DATA FOR REVIEW below:

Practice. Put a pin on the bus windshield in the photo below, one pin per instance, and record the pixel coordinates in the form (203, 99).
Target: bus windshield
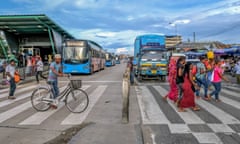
(108, 57)
(153, 56)
(75, 54)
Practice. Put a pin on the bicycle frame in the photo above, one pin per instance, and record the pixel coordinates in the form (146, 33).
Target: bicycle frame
(63, 93)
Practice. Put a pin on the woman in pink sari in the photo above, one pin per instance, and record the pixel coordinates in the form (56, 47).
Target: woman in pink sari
(173, 92)
(188, 99)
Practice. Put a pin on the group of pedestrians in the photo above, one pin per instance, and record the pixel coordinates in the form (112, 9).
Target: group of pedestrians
(13, 74)
(185, 84)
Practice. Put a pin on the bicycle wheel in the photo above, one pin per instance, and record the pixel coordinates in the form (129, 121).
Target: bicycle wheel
(77, 101)
(41, 99)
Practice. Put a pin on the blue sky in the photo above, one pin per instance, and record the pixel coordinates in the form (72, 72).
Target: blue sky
(114, 24)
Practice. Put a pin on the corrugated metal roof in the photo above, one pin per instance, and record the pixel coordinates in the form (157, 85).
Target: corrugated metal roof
(30, 24)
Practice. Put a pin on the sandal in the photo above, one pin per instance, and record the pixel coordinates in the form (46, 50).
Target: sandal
(218, 100)
(196, 109)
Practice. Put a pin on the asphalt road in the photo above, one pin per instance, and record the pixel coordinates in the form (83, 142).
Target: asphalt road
(151, 120)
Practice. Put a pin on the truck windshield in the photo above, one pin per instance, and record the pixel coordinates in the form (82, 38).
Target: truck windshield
(75, 54)
(154, 56)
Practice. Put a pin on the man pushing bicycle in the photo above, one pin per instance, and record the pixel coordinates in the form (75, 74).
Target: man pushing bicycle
(54, 72)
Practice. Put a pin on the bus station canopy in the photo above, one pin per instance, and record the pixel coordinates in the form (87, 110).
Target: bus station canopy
(30, 24)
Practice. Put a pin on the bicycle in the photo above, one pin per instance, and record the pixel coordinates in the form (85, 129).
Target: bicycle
(75, 98)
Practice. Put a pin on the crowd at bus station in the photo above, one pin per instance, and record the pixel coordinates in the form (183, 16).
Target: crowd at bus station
(186, 80)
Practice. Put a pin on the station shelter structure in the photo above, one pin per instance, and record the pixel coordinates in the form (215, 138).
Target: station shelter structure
(31, 35)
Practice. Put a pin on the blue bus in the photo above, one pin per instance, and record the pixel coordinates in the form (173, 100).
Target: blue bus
(110, 59)
(82, 57)
(150, 56)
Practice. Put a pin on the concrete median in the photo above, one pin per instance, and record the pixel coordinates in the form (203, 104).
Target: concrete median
(125, 96)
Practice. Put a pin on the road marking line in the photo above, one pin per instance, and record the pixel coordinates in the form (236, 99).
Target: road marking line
(73, 119)
(189, 117)
(14, 111)
(218, 113)
(18, 90)
(207, 138)
(179, 129)
(39, 117)
(220, 128)
(150, 111)
(230, 102)
(235, 94)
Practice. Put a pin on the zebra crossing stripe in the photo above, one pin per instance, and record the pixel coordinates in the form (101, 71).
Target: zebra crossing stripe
(207, 138)
(227, 100)
(235, 94)
(18, 90)
(150, 111)
(221, 128)
(74, 119)
(230, 102)
(179, 128)
(218, 113)
(189, 117)
(39, 117)
(14, 111)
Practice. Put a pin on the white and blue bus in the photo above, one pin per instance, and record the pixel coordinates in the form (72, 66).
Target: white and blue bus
(82, 57)
(110, 59)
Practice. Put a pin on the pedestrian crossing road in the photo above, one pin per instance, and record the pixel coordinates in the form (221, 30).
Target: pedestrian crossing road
(215, 123)
(161, 123)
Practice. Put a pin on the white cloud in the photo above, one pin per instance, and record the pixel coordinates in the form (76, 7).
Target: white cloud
(106, 34)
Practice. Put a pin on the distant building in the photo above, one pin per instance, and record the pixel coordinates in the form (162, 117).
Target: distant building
(171, 41)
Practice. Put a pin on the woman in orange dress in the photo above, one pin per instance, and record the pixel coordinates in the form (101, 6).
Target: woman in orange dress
(188, 99)
(173, 92)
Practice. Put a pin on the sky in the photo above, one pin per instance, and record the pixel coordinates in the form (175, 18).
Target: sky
(114, 24)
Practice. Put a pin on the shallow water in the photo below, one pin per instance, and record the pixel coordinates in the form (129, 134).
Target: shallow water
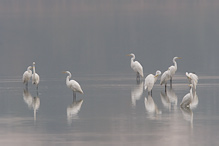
(113, 111)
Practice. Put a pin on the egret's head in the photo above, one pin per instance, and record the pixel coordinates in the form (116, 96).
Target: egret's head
(190, 85)
(158, 72)
(66, 72)
(177, 58)
(131, 54)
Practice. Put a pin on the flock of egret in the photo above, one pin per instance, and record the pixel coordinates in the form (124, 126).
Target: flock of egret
(165, 77)
(150, 80)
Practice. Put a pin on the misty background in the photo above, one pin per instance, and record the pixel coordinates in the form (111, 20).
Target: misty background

End of DATA FOR REVIEW.

WORK TASK
Copy all lines from the material that include "background".

ANSWER FOR THIS EXERCISE
Practice. Put a pin on the misty background in the photo above, one pin per instance, and record the pixel coordinates in the form (111, 20).
Target: misty background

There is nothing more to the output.